**Task requirements**
Copy each of the rows below word for word, without changing anything.

::: Data provided :::

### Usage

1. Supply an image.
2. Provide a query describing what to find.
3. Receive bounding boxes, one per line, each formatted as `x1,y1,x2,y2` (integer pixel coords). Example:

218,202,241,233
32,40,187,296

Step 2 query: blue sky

:::

**Full solution**
### Usage

1. Supply an image.
2. Provide a query describing what to find.
3. Receive bounding boxes, one per line, each formatted as `x1,y1,x2,y2` (integer pixel coords). Example:

218,202,241,233
32,40,187,296

Step 2 query: blue sky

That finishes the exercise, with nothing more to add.